§ Exercise instructions
From the material below, list every line containing "equinox".
• • • •
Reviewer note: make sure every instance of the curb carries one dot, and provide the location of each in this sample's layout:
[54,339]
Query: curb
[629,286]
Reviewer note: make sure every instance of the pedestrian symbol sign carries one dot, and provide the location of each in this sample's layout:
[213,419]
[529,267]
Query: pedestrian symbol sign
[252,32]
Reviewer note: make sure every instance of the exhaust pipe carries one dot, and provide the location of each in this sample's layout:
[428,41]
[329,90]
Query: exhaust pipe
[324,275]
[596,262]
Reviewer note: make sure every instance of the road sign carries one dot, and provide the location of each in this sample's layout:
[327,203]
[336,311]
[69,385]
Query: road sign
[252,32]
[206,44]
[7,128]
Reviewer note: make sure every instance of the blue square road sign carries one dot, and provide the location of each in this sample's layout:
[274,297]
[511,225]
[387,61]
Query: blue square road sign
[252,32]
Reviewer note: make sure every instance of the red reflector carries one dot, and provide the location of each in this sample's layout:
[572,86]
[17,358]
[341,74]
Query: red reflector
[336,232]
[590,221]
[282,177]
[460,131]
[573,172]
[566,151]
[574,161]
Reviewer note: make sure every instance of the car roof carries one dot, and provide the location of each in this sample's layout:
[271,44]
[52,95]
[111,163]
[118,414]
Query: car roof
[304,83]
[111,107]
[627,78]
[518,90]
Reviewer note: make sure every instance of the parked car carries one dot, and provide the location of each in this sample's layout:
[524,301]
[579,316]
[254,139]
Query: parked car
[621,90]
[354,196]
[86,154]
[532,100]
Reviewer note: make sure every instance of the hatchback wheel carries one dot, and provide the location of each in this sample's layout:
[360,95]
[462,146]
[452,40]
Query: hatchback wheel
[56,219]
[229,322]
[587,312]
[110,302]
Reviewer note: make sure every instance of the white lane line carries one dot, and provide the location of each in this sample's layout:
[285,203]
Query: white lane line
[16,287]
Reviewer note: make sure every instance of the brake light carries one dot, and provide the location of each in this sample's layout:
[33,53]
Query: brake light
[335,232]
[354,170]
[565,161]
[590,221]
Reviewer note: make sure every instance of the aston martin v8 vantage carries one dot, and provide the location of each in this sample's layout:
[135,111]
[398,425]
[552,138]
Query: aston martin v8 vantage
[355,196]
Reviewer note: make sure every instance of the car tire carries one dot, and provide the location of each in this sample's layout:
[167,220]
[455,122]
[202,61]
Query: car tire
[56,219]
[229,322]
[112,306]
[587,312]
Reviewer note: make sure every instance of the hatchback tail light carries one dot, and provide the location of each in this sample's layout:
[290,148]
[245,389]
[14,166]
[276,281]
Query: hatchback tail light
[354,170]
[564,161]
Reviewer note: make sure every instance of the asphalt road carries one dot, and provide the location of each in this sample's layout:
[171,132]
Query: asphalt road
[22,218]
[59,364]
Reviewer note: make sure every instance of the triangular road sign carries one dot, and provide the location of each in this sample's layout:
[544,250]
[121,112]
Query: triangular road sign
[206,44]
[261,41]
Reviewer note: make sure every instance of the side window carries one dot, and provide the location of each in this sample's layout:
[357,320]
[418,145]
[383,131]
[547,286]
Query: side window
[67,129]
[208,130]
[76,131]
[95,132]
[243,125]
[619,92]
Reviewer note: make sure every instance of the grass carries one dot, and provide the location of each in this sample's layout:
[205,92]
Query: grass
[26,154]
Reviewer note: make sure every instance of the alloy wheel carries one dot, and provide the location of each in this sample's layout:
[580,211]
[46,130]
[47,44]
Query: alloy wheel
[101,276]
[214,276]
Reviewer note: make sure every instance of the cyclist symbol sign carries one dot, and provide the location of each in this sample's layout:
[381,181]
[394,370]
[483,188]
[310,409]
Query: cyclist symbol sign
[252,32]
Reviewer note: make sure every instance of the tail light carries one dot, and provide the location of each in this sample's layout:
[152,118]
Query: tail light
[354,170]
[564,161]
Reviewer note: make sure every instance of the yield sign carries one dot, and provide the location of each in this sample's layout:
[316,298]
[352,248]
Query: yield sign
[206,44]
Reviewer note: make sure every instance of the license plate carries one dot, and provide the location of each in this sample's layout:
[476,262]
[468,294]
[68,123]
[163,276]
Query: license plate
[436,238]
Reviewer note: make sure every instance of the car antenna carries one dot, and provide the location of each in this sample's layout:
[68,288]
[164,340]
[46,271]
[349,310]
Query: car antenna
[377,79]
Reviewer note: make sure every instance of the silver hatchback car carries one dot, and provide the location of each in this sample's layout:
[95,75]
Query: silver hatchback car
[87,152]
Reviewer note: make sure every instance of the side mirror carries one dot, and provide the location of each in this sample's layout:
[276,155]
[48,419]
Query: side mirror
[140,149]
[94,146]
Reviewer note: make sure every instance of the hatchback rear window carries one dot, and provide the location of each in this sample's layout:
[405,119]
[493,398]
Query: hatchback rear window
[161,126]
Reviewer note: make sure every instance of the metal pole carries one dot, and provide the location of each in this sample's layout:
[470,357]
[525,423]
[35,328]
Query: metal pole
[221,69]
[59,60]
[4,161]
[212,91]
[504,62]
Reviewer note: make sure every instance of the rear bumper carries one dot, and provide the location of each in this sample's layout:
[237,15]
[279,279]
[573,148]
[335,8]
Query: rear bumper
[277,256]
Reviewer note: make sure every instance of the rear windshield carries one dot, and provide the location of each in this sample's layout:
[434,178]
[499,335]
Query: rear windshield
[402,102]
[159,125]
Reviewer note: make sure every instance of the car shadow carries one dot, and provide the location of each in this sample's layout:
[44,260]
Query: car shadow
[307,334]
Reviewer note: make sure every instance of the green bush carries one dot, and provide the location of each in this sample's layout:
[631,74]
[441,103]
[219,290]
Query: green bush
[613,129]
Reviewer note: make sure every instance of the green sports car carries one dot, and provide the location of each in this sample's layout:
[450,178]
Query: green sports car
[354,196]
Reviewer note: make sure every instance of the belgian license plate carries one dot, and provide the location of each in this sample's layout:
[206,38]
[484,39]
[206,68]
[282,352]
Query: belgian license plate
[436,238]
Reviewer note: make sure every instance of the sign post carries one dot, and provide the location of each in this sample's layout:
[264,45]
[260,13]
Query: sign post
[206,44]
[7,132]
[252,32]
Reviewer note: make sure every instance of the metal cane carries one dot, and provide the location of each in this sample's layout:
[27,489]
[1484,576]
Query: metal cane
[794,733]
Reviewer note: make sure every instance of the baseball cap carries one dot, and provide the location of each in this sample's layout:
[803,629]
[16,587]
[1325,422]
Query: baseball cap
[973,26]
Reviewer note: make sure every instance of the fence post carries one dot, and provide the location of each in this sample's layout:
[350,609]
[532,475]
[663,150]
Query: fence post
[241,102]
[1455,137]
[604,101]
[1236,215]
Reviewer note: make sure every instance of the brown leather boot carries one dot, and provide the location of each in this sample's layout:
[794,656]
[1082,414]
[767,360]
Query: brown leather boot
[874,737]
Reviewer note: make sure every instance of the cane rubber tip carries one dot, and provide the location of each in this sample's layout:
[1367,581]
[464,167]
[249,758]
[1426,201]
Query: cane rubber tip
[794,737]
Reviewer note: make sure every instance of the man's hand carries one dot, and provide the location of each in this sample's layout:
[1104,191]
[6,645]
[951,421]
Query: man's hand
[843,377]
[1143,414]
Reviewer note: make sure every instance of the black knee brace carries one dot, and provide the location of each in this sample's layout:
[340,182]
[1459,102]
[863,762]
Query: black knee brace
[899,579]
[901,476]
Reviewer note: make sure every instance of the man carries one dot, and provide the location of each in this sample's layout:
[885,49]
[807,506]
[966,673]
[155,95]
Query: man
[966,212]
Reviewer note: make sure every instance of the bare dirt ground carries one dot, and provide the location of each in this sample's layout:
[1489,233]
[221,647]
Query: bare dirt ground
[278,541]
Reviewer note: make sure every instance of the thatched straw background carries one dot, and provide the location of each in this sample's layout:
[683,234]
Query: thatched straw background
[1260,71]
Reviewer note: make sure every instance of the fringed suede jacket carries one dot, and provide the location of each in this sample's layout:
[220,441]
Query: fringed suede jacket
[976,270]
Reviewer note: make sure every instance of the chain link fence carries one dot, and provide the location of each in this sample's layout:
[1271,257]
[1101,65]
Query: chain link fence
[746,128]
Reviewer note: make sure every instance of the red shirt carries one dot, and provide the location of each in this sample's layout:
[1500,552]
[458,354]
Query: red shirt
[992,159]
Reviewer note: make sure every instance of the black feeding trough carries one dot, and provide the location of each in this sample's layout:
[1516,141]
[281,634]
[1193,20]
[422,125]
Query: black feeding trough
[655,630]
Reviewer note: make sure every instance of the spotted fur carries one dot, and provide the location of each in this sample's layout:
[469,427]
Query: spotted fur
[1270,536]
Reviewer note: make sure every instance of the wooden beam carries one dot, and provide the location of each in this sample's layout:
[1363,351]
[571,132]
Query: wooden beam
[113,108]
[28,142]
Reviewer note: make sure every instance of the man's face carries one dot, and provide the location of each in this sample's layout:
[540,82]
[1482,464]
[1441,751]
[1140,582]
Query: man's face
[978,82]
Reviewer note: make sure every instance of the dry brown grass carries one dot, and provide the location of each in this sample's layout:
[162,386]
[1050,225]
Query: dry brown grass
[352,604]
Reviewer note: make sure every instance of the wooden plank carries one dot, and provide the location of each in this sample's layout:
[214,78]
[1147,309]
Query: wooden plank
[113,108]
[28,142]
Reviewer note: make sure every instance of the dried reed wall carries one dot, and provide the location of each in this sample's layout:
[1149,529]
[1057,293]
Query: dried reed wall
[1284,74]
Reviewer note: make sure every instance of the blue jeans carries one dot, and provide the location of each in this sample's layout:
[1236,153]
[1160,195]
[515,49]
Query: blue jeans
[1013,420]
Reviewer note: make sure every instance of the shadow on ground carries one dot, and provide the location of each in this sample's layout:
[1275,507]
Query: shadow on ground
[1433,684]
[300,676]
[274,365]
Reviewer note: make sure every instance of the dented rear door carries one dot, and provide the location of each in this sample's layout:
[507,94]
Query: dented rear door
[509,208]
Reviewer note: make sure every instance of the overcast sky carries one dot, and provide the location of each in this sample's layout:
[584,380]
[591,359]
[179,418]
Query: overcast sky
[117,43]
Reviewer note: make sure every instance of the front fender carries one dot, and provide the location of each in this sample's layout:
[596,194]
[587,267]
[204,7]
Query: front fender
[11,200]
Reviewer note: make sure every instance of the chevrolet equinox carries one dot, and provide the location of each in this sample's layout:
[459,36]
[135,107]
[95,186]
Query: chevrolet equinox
• • • •
§ Answer for the task
Reviewer note: make sure every instance of the chevrolet equinox carries one dot, and provide the location of each in this sample's layout:
Query: chevrolet equinox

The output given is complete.